_EXERCISE OBJECTIVE_: Would you give again, exactly, the lines running from the line with "Please inspect the picture provided and identify woman." to the end of the data below, both included?

_DATASET CONTENT_:
=== Begin Enclosure ===
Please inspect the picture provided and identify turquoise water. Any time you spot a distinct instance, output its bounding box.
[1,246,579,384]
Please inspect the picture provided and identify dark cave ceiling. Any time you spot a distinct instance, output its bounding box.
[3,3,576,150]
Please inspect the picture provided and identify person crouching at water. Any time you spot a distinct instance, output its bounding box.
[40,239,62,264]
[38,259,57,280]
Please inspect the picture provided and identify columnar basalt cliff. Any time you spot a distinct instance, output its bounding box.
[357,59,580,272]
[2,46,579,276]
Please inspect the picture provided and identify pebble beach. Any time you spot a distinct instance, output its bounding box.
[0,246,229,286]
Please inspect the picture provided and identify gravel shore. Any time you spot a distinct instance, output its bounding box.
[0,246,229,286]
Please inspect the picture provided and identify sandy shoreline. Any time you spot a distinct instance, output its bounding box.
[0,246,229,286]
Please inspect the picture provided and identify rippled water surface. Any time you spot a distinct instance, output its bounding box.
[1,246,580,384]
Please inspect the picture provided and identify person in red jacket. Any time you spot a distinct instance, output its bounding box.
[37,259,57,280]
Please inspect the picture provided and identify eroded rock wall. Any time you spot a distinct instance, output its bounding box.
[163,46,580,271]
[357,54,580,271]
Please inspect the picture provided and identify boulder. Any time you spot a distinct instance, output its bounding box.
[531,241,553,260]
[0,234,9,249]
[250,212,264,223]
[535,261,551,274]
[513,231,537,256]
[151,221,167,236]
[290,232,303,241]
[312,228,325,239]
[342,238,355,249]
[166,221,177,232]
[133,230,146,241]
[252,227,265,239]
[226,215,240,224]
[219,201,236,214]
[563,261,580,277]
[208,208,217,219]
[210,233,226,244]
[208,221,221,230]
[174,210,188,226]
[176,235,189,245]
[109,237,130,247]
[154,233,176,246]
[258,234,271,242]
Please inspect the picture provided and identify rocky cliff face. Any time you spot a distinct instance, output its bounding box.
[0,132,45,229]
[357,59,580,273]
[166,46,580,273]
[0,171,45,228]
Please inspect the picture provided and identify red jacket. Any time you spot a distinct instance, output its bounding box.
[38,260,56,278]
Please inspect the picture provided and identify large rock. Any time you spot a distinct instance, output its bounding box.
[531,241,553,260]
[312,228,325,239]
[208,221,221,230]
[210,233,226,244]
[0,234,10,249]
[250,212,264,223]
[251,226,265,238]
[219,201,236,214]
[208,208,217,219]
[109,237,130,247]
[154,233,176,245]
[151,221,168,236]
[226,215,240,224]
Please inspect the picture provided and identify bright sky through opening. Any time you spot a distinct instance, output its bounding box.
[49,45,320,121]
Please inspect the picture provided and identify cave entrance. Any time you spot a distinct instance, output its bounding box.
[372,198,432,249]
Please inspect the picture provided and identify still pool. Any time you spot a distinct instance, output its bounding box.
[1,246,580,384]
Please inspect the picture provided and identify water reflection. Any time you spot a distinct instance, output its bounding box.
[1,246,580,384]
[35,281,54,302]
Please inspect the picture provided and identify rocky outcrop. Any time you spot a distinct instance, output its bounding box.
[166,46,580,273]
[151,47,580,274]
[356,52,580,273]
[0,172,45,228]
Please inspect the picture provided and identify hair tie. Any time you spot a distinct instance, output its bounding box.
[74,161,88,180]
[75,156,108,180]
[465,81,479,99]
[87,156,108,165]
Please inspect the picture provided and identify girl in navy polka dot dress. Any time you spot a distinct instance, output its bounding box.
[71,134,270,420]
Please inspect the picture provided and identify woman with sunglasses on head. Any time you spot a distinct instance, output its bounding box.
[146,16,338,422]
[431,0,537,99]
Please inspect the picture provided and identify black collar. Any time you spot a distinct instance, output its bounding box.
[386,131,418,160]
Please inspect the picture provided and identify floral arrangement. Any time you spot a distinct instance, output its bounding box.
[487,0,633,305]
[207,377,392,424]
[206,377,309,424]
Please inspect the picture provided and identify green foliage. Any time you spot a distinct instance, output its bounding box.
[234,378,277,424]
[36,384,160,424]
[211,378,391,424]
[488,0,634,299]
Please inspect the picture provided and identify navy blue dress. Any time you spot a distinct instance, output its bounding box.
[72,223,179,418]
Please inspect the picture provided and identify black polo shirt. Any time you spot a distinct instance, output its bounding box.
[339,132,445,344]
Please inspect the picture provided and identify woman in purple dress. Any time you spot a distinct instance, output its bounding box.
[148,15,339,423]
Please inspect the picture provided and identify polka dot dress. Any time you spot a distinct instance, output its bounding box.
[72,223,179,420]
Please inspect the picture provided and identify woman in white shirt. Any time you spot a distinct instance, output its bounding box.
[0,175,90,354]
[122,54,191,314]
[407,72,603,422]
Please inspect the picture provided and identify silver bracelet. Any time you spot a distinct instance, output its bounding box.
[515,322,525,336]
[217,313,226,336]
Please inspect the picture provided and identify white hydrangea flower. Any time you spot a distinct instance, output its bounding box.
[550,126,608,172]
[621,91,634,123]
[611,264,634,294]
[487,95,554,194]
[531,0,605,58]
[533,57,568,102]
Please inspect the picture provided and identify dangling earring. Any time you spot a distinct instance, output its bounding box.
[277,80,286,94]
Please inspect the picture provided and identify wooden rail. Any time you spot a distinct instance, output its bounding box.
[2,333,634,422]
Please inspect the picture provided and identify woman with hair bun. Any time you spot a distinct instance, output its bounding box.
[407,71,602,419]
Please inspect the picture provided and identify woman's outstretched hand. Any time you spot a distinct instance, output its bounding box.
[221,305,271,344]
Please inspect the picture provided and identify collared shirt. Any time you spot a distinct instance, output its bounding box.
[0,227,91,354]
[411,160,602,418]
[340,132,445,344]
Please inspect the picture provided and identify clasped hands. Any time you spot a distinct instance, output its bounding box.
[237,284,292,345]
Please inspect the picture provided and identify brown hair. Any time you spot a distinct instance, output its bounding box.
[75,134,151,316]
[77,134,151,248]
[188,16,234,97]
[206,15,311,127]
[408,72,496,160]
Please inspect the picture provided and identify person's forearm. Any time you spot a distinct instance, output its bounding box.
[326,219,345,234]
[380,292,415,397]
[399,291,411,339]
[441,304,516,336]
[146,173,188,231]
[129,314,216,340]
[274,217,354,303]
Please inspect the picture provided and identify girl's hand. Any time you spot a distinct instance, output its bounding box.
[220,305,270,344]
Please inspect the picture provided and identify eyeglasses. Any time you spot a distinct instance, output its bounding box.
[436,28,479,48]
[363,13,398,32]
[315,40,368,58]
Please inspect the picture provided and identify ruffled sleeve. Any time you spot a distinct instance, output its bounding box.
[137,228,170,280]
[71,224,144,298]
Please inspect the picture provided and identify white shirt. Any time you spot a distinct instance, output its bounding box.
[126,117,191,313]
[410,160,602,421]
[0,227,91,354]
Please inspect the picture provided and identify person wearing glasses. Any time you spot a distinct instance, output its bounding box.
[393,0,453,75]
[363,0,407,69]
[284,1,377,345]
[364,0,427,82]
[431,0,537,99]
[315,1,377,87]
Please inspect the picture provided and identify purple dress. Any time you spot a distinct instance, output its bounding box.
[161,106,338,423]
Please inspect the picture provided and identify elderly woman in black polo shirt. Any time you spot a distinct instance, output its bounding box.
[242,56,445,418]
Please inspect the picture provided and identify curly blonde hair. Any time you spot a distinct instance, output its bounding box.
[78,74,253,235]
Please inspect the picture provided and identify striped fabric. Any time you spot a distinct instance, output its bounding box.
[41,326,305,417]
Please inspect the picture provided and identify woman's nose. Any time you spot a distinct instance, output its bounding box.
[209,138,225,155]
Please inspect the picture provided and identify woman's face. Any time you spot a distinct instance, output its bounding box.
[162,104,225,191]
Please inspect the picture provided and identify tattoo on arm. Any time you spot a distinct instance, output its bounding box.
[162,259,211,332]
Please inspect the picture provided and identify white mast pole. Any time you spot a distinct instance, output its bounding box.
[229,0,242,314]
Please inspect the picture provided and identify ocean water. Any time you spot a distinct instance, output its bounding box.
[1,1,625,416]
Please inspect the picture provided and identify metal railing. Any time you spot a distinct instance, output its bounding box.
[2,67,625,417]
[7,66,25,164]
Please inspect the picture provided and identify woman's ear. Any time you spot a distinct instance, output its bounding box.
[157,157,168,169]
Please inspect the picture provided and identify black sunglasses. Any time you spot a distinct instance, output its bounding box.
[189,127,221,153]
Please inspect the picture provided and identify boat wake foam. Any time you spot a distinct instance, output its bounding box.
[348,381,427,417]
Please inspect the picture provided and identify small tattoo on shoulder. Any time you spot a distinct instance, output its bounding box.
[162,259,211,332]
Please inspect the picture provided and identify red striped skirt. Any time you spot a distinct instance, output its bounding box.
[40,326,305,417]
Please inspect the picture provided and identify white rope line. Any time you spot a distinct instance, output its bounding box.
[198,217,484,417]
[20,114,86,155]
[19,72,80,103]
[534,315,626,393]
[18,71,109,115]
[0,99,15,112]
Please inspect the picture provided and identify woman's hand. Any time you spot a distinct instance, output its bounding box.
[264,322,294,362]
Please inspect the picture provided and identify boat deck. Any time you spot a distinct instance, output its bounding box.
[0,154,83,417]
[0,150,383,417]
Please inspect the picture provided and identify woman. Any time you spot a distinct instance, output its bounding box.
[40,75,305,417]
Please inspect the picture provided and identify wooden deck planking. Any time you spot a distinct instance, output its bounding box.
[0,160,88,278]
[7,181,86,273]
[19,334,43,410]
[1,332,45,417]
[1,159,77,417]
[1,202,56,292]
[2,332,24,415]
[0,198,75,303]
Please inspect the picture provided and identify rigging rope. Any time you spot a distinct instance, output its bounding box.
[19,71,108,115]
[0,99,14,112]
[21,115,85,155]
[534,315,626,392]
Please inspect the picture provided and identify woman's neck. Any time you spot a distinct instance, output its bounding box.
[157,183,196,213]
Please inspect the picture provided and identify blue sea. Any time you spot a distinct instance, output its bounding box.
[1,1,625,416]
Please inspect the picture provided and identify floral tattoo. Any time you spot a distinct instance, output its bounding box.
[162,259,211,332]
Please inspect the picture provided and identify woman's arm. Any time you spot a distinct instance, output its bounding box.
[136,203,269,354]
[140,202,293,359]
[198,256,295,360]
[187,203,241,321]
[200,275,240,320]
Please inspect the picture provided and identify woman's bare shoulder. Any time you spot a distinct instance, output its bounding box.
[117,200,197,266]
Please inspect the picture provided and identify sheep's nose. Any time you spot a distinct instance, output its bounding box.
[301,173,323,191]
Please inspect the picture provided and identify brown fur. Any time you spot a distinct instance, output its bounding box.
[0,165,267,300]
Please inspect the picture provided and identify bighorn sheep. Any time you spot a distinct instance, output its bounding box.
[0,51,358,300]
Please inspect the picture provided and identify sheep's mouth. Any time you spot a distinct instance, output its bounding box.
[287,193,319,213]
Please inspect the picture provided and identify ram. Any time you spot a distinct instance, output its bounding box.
=== End Enclosure ===
_OUTPUT FOR THIS TASK_:
Please inspect the picture provided and identify woman. Any time you spot a distinct instance, output its bounding box.
[40,75,305,417]
Please inspect the picture provided and identify wooden deck planking. Any time you spot a distinct instance, output its bounding box.
[0,160,88,278]
[7,181,86,273]
[19,334,43,410]
[1,332,45,417]
[1,159,77,417]
[1,202,56,292]
[2,332,24,415]
[0,198,75,303]
Please inspect the picture provided and identify rigging rope. Any time you spot a distinct instance, output its bounding box.
[19,71,108,115]
[0,99,14,112]
[21,115,85,155]
[534,315,626,392]
Please inspect the picture provided and identify woman's neck. Any time you spot a distinct instance, output its bounding box.
[157,183,196,213]
Please inspect the picture provided and identify blue sea. Any time you spot a distinct instance, output its bounding box.
[1,1,625,416]
Please inspect the picture provided and identify floral tattoo. Any time you spot a distinct instance, output its bounding box.
[162,259,211,332]
Please inspect the picture provided and identify woman's arm. Any time you spot a distinct instance, output its bounding box.
[136,203,269,354]
[140,202,293,359]
[198,256,295,360]
[187,203,241,321]
[200,275,240,320]
Please inspect the picture provided and identify woman's bare shoulder. Any time you spot a distinct instance, output its bounding box.
[117,200,197,266]
Please inspect the picture provided and identify sheep's nose. Any time you spot a distinct instance, output its bounding box.
[301,173,323,191]
Please inspect the picture provided and identify brown fur. Any time you spot a distinct instance, output its bounding box.
[0,165,267,300]
Please inspect the picture provided and identify bighorn sheep. Any time you spot a distinct instance, output its bounding box.
[0,51,358,300]
Please inspect the picture provided and identify sheep's mouth. Any time you spot a distinct instance, output its bounding box.
[287,193,319,213]
Please inspect the picture provided and identify ram. Any time you spot a distinct instance, output its bounding box.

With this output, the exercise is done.